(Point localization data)

══════

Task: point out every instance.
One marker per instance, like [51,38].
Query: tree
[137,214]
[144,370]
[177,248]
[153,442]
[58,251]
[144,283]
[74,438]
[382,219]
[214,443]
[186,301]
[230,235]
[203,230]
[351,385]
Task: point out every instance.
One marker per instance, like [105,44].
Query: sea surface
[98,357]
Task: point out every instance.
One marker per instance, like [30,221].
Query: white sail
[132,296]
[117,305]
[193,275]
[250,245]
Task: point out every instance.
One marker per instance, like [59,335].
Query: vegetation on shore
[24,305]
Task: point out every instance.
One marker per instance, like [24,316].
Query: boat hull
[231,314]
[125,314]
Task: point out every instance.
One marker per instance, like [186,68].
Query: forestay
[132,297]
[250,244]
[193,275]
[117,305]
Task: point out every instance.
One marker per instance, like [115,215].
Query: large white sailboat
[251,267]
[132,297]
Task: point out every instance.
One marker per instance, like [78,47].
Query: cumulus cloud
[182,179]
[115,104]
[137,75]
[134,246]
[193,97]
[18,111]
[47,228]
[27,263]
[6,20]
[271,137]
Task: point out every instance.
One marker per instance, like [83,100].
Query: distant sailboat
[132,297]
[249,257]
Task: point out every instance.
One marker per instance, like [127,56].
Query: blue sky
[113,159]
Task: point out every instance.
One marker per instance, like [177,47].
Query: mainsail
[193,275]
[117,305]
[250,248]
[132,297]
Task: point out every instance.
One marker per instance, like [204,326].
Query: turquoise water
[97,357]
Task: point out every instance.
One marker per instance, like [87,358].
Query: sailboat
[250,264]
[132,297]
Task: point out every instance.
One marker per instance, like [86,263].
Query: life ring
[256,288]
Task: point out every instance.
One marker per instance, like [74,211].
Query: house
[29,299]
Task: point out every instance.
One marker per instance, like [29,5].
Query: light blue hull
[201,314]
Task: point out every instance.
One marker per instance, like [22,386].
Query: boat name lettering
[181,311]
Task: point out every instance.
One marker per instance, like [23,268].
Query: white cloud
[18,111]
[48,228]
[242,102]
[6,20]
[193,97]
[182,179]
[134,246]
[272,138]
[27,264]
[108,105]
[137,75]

══════

• [Your goal]
Please copy exactly the lines from the first line of the records above through the line containing "One marker per instance, like [186,68].", including both, and nothing more.

• [Expected output]
Task: point out every instance.
One marker per instance, like [51,38].
Query: tree
[137,214]
[144,370]
[177,248]
[153,442]
[58,251]
[144,283]
[74,438]
[382,219]
[214,443]
[186,301]
[230,235]
[203,230]
[351,385]
Task: point out every instance.
One marker per instance, like [105,44].
Query: sea surface
[98,357]
Task: point out every instance.
One marker per instance, like [30,221].
Query: white sail
[132,296]
[117,305]
[193,275]
[250,245]
Task: point out every instance.
One marker per instance, like [59,335].
Query: vegetation on shore
[24,305]
Task: point out every instance.
One marker per instance, like [24,316].
Query: boat hull
[231,314]
[125,314]
Task: point out every instance.
One marker per instance, like [186,68].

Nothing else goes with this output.